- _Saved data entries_
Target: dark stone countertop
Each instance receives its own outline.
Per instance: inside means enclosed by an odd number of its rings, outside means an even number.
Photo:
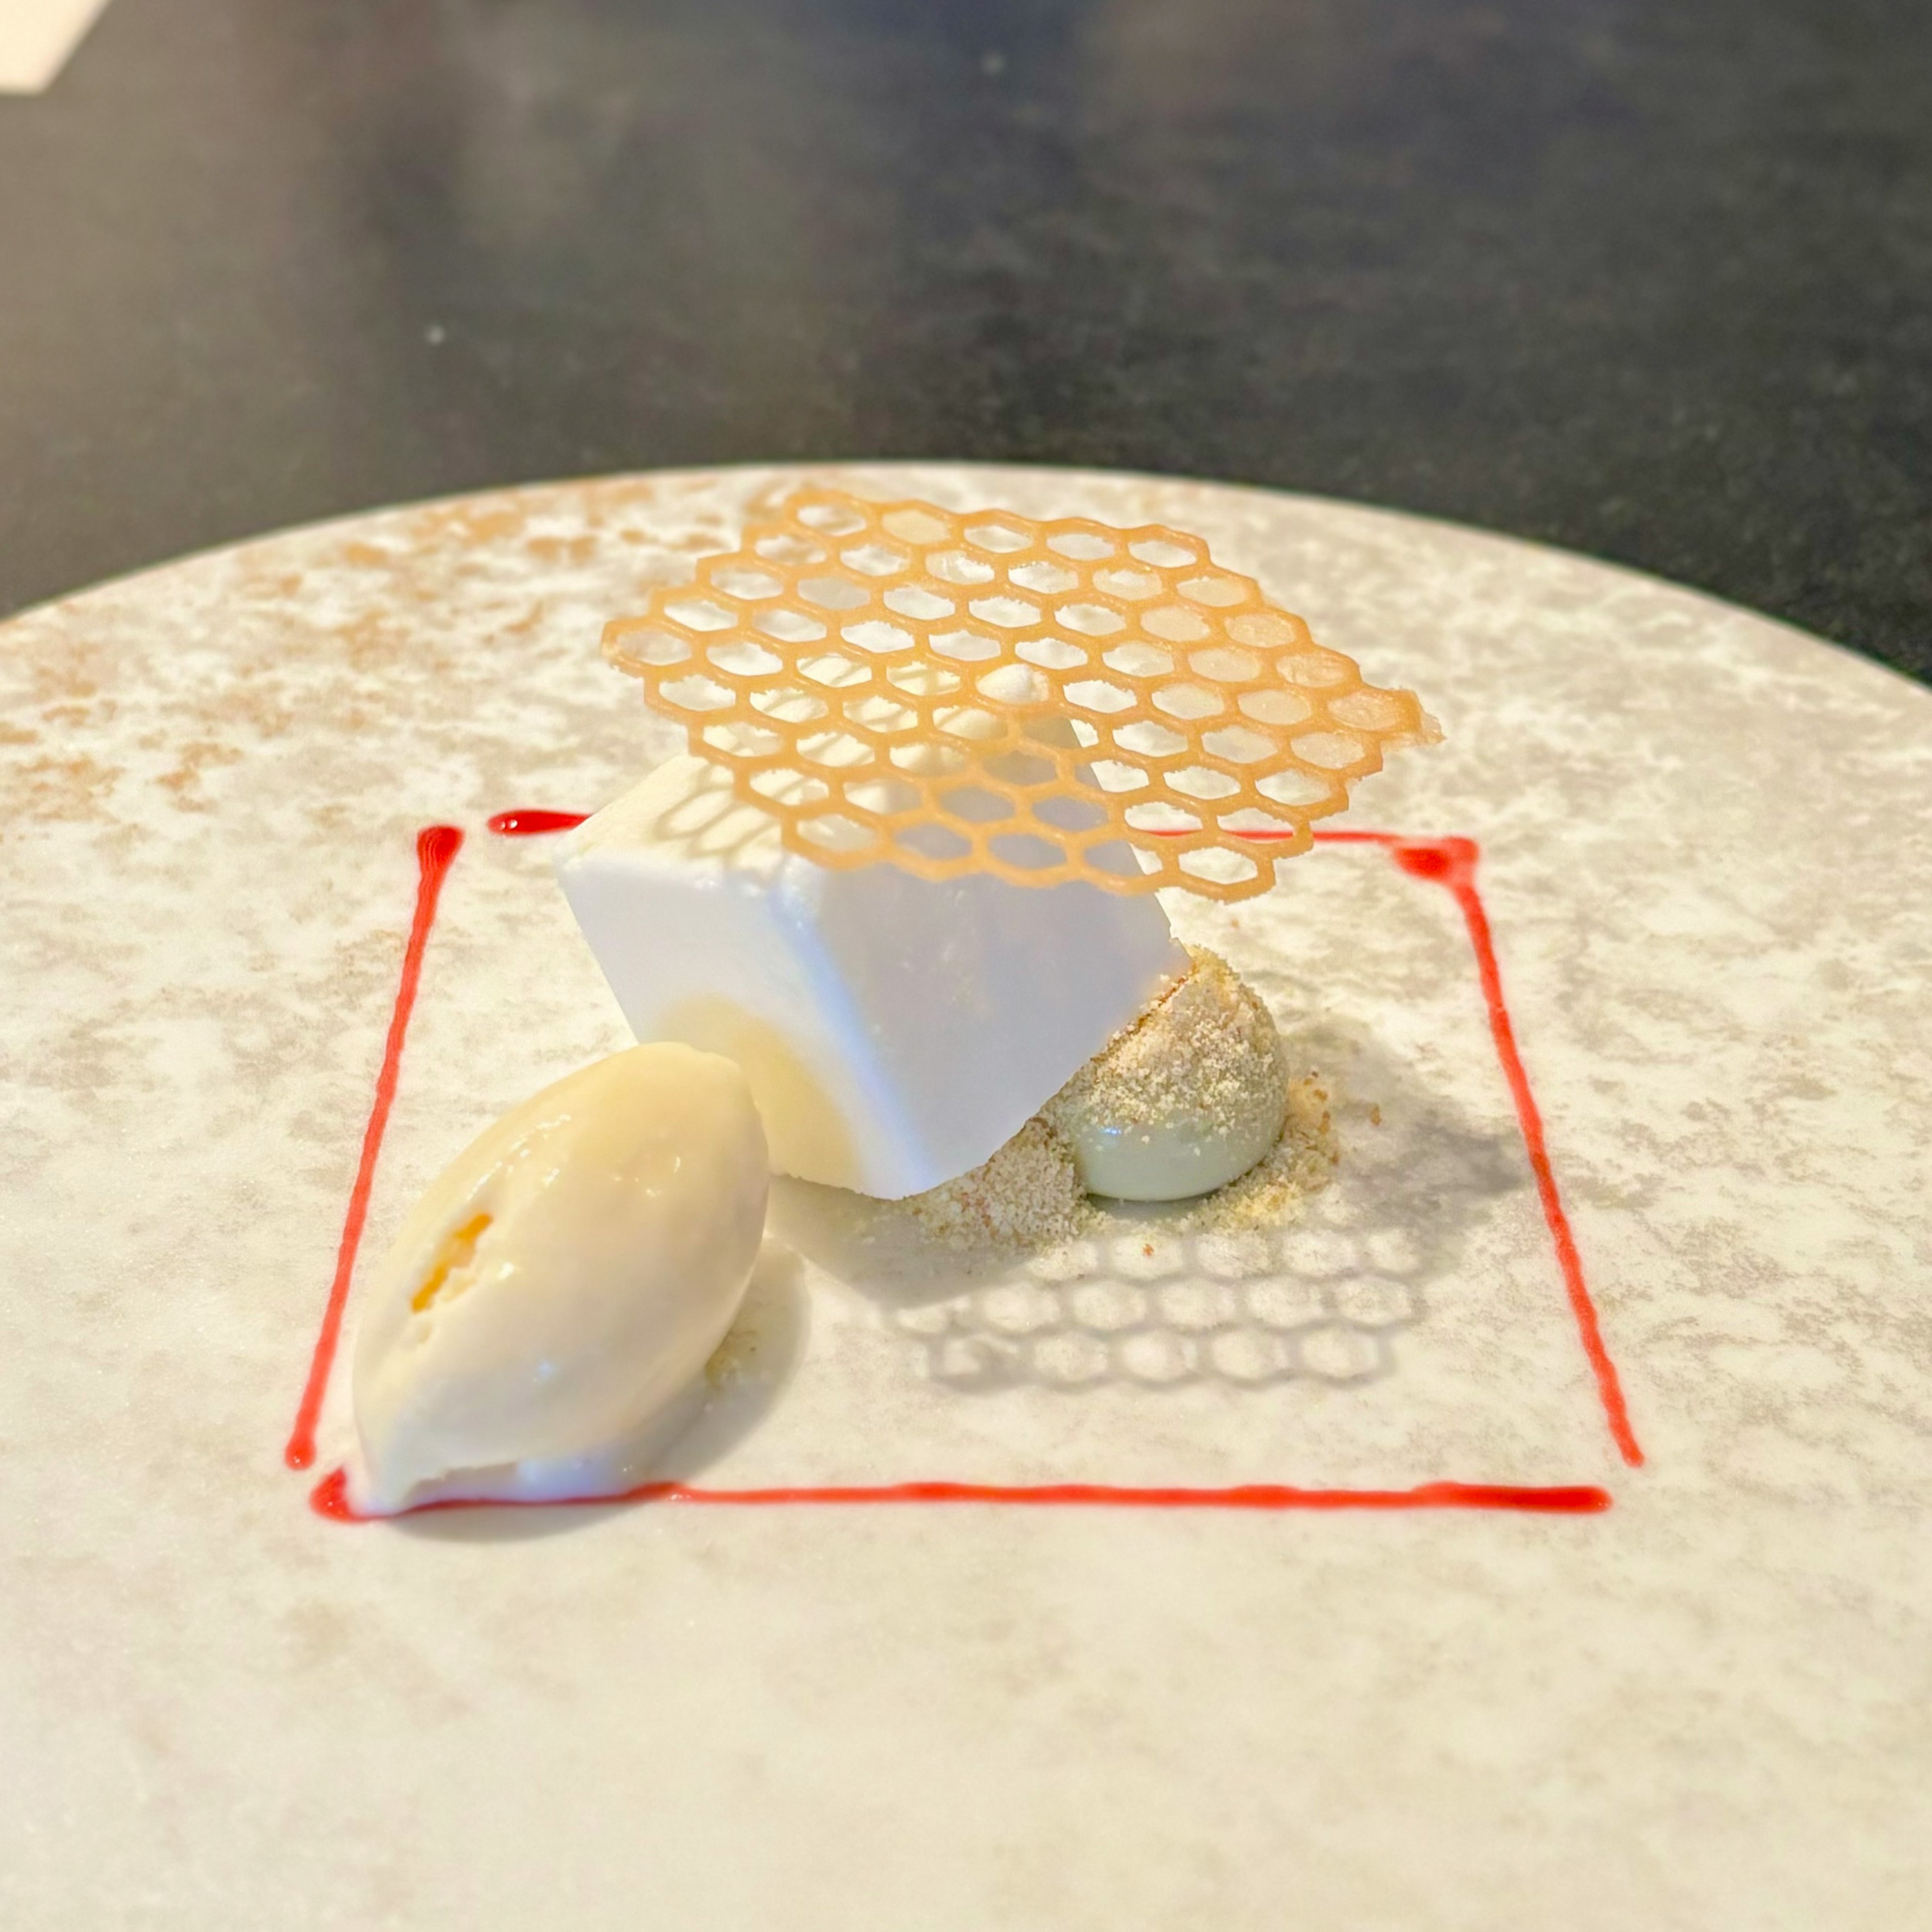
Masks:
[[[585,472],[1392,505],[1932,676],[1932,10],[113,0],[0,99],[0,610]]]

- _Prompt_
So that the copy stays exact, reproduce each record word for word and leave its images out.

- _Response to the exercise_
Target: dark stone countertop
Each instance receives its own outline.
Per instance: inside means enclosed by an odd number of its rings, outside means an even number.
Photo:
Masks:
[[[585,472],[1392,505],[1932,676],[1932,10],[113,0],[0,99],[0,610]]]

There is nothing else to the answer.